*Exercise task*
Copy each of the entries below word for word.
* * * * *
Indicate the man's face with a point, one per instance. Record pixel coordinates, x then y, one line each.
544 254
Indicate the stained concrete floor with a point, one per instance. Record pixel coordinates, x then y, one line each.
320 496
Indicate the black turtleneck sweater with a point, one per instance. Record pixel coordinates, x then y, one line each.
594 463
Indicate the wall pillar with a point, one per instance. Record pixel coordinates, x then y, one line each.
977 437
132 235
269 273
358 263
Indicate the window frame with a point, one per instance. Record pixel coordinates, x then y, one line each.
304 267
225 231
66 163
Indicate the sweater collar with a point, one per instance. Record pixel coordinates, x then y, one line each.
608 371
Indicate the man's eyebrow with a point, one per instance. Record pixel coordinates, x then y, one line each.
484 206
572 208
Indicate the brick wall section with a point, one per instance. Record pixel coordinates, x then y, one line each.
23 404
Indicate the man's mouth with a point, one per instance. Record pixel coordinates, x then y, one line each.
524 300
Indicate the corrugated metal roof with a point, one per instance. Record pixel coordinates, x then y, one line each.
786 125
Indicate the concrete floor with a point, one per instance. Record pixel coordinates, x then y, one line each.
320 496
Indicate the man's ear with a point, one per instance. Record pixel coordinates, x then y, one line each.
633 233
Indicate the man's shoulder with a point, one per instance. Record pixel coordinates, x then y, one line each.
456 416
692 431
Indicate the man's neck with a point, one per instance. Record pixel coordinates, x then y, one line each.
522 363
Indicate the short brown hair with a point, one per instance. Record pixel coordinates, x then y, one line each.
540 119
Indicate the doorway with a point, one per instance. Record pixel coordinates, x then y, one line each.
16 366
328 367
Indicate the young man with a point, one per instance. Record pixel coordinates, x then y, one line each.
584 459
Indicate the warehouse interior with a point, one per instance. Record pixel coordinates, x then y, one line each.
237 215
* * * * *
*Output for this task*
Indicate the man's face with a point, one per instance. Record pixel coordinates, x then y, one line each.
544 254
Indicate the stained concrete floor with a point, one per instance. Record pixel coordinates, x then y, one line each.
320 496
Indicate the black turtleneck sweater with a point, one per instance. Record pixel coordinates, x then y, one line each.
594 463
Indicate the wall pillar with a point, one per instance. Record pixel coordinates, x then y, one line each.
977 437
132 235
269 273
358 263
Indicate the window frame with a point, one per instance. Record pixel coordinates, x then y, one line each.
304 267
225 231
66 163
Indicate the sweater collar with a point, one per instance. Record pixel coordinates, x then y, one line each.
608 371
Indicate the man's eyebrow with a point, one per instance. Record pixel coordinates, x then y, one line each.
484 206
572 208
Indicate the brick wall section with a point, one per instance. Record pixel coordinates, x then y, one line each.
23 404
Indicate the man's mouth with a point, one per instance. Record pixel coordinates, x then y, one line each.
524 300
Indicate the corrugated metal roof with a point, one per instance. Record pixel coordinates, x then y, one line each.
786 125
Indicate the concrete floor with a point, one per instance. Record pixel coordinates, x then y, one line each.
320 496
Indicate the man's ear with a point, one per instance. Record pixel coordinates, x then y, one line each.
633 233
Indicate the man's shoulder with a point, one per instance. Record pixel coordinates, x then y, one line each.
456 416
692 431
Indicate the man's neck with a point, one per instance. Record pixel coordinates, x then y, one line each.
522 363
Indicate the short brown hair with a point, one per instance. Record pixel coordinates, x then y, one line each.
540 119
Indicate the doorway with a point, one per instance. Record pixel coordinates, x then y, one line each.
16 366
328 367
Indicate the young man with a point, one per instance. Record pixel coordinates, x then y, one line each.
584 459
Indicate the warehouse interior with a point, one per instance. Record pixel coordinates, x then y, one line each.
237 215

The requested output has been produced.